WHAT THE EXERCISE ASKS
Present every line of the entries below as a numbered list, leaving out any blank lines.

Entries drawn from a collection
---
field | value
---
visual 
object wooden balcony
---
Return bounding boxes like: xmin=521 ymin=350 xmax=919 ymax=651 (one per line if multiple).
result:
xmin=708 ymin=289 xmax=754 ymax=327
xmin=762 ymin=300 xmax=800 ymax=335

RESULT BELOW
1. ---
2. field | value
3. ---
4. visual 
5. object wooden balcony
6. ---
7. Return bounding boxes like: xmin=521 ymin=350 xmax=919 ymax=651 (one per line if multiple).
8. result:
9. xmin=708 ymin=289 xmax=754 ymax=327
10. xmin=762 ymin=300 xmax=800 ymax=335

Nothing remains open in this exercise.